Текст для чтения

Страница 16 из 23
Воздав такую хвалу Пушкину, Полевой остался все-таки при своем мнении, что наша словесность пока еще переживает период младенчества. В своих фельетонах, которые он помещал в «Телеграфе» под разными заглавиями и которые потом объединил в шести томах «Нового живописца общества и литературы», он, пользуясь правом не называть никого по имени, дал целый ряд памфлетов, в которых осмеивал нашу литературную братию того времени. Памфлетами были иногда и его критики в самом журнале. Доставалось всем, и молодым, и старым, и доставалось главным образом все за ту же страсть к подражанию. Все прильнуло к нам снаружи, говорил он. Мнения русских классиков, как и русских романтиков, представляют нелепую смесь, разнородную странную сложность противоречий. «Наши романтики большею частью показывают то же детство образования, какое видим в наших классиках, детство, повторяю, ибо все, что мы замечаем смешного в тех и других, совсем не доказывает, чтобы наши классики и романтики были злые люди и глупцы: нет, это недоученные дети, так как и наше русское (литературное) образование еще не вышло из пеленок и едва-едва ходит на помочах, немецких, французских, английских, схоластических, всяких – только не самобытных русских»[35]. На нашем Парнасе толкутся – как говорил критик – разные Феокритовы, Шолье-Андреевы, Гамлетовы, Анакреоновы, Обезьянины, Демишиллеровы[36], пишут они в стихах и в прозе – и толку от них никакого. Все эти Талантины, Ариостовы, Ориенталины, Эпитетины витают мечтой, кто на Востоке, кто на Западе, кто любит пальму Ливанова, кто испанский романс, кто Петрарку, кто Шиллера за его романс «Ka
Всего ядовитее и злее бывала шутка Полевого, когда он направлял ее против всевозможных попыток молодой поэзии создать насильственно во что бы то ни стало что-нибудь «народное» и «самобытное». Эта «народность» была для самого Полевого вопросом больным: он сам из всех сил старался быть в своем творчестве русским по преимуществу, и собственная неудача озлобляла его против других – надо признаться, не более счастливых – конкурентов.

Письменное задание
Ответьте на вопросы по тексту о Полевом:
(а) В каком издании Полевой помещал свои фельетоны?
(б) Во скольких томах он потом объединил эти фельетоны?
(в) Против каких попыток молодой поэзии шутка Полевого бывала всего ядовитее и злее?
Записи к этому тексту отношения не имеют.

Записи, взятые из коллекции
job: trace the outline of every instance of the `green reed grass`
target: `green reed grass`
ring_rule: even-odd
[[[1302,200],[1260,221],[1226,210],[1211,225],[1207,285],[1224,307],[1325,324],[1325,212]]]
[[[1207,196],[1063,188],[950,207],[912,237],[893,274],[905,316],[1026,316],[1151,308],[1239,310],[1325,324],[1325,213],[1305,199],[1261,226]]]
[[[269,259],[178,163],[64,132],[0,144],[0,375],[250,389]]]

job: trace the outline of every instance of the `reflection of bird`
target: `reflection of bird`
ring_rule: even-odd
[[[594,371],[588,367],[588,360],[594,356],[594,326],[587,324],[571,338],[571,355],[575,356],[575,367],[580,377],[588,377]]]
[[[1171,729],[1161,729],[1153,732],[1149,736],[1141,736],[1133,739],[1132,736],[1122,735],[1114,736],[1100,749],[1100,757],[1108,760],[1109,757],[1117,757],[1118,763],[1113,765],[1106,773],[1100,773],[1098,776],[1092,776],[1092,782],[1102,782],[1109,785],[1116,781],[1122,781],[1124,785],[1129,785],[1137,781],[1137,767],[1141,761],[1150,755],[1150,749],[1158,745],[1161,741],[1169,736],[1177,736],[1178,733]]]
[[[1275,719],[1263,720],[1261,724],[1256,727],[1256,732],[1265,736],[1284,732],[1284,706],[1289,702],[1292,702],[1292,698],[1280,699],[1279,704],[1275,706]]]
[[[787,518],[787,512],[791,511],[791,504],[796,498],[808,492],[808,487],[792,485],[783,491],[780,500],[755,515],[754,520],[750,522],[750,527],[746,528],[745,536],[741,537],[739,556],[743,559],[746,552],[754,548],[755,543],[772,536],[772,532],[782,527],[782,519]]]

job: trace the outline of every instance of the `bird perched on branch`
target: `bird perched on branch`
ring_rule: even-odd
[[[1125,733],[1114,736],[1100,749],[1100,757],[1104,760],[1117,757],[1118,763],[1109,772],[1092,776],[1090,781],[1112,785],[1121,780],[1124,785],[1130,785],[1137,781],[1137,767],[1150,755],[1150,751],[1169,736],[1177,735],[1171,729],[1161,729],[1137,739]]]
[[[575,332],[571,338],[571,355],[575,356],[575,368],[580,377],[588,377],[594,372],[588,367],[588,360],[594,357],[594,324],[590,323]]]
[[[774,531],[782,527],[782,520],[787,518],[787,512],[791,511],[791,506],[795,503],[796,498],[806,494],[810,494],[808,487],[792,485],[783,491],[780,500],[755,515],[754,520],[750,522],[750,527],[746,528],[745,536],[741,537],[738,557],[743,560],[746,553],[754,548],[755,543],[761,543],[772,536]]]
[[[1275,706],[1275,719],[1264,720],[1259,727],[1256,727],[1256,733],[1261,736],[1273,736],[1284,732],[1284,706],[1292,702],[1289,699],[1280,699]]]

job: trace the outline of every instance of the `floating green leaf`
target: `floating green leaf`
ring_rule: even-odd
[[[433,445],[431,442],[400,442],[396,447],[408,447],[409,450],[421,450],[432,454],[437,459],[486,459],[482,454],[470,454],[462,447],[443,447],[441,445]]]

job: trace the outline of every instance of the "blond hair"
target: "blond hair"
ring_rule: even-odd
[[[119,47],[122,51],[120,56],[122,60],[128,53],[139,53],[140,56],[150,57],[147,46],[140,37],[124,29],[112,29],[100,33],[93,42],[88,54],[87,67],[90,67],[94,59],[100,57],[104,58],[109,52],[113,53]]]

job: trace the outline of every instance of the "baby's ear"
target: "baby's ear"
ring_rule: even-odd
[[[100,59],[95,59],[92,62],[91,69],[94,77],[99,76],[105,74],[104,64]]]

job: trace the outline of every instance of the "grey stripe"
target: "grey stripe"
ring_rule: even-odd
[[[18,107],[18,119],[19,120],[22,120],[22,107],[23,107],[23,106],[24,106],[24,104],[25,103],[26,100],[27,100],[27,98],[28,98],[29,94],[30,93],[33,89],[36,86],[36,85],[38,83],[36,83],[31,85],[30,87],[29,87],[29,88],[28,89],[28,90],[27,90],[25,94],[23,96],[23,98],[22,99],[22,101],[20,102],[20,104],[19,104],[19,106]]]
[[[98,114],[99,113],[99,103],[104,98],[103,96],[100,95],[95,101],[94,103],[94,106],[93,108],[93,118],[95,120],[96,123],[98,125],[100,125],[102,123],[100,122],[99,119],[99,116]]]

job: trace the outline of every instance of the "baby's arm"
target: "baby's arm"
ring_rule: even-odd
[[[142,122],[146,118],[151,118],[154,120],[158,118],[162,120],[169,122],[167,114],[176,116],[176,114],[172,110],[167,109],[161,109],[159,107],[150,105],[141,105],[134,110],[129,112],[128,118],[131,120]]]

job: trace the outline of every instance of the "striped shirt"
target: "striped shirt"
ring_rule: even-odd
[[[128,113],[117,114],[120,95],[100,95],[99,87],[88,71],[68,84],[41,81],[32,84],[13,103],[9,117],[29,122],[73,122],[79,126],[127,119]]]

...

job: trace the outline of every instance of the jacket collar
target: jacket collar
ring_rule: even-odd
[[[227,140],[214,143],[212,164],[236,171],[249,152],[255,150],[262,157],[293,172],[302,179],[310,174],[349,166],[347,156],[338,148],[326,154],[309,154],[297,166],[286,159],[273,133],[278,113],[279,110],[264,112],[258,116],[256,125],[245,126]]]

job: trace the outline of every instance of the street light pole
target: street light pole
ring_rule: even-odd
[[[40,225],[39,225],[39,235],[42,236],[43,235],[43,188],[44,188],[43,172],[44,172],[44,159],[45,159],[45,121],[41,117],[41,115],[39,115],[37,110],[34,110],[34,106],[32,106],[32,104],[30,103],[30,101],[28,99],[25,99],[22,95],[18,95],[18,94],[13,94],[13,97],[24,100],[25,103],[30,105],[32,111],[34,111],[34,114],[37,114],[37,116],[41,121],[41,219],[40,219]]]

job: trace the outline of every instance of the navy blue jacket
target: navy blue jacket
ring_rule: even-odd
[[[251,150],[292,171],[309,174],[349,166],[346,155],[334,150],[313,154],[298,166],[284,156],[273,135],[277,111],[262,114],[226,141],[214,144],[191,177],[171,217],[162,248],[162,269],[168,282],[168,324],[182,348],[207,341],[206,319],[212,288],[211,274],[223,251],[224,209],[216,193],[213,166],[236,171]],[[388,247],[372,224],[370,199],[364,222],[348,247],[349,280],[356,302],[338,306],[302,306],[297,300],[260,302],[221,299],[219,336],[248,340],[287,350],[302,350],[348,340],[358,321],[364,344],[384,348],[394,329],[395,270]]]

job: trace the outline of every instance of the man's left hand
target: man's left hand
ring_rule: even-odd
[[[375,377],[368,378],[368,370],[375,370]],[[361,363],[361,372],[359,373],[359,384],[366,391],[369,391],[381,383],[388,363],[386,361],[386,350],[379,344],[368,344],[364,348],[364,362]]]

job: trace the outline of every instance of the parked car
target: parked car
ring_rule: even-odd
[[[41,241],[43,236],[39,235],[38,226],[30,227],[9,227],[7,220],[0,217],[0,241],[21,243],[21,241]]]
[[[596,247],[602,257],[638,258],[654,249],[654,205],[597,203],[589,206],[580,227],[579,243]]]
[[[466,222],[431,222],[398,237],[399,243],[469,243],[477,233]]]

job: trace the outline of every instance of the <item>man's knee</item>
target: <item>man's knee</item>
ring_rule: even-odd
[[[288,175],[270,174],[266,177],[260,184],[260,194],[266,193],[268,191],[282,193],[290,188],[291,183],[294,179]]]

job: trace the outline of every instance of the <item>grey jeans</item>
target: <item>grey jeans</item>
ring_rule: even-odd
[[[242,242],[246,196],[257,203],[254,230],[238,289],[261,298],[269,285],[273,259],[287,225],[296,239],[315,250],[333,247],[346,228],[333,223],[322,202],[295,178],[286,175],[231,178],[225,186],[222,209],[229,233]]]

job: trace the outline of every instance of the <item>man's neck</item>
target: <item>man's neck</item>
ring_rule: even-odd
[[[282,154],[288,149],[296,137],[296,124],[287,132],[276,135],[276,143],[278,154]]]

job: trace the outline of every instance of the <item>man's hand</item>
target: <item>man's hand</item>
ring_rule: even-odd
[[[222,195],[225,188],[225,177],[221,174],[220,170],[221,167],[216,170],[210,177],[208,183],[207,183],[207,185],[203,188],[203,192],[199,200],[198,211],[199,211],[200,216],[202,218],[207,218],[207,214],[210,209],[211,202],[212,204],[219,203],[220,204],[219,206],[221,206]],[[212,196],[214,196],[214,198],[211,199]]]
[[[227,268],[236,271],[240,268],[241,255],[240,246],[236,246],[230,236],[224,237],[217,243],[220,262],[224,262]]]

Ответ
(а) В «Телеграфе».
(б) В шести томах «Нового живописца общества и литературы».
(в) Против попыток создать насильственно, во что бы то ни стало, что-нибудь «народное» и «самобытное».